[Exercise objective] Every line of the material below that holds the string "rough" should be copied.

•••••

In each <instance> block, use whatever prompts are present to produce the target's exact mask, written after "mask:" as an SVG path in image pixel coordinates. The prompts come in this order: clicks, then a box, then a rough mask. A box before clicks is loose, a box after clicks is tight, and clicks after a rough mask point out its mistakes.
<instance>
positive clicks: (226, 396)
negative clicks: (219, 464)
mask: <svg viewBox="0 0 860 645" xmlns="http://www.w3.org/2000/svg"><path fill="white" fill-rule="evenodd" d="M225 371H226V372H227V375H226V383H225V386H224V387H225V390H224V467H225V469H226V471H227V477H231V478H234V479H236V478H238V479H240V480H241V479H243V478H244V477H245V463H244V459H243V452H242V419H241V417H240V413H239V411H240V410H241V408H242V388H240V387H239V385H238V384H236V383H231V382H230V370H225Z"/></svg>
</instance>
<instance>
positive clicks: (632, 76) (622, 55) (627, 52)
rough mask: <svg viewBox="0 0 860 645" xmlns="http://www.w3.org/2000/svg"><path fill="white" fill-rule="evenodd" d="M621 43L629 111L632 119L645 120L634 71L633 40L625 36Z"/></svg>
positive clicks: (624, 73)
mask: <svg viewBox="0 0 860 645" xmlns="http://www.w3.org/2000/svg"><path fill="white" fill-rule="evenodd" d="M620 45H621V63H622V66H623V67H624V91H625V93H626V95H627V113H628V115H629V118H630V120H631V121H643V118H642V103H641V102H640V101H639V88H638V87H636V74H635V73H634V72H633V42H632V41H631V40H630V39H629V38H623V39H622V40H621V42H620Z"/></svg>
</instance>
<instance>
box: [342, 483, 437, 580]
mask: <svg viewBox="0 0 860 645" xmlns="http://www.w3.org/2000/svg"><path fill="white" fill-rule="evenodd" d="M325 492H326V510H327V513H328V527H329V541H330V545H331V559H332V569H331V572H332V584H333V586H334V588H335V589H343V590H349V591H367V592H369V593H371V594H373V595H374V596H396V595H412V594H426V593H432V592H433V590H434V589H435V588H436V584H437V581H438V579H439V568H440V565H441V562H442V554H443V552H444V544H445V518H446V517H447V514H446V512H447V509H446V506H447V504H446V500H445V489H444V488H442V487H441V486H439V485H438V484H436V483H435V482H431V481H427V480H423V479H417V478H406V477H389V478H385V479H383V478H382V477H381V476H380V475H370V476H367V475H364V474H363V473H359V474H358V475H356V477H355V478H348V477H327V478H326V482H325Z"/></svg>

•••••

[Answer to the problem]
In each <instance> block, use whatever prompts are present to produce the target's exact mask, written after "mask:" as an SVG path in image pixel coordinates. The prompts come in this order: clicks, then a box, then a rough mask. A box before clicks is loose, a box after clicks is tight, and clicks after a rough mask point out its mistakes.
rough mask: <svg viewBox="0 0 860 645" xmlns="http://www.w3.org/2000/svg"><path fill="white" fill-rule="evenodd" d="M621 43L629 111L632 119L645 120L634 71L633 40L625 36Z"/></svg>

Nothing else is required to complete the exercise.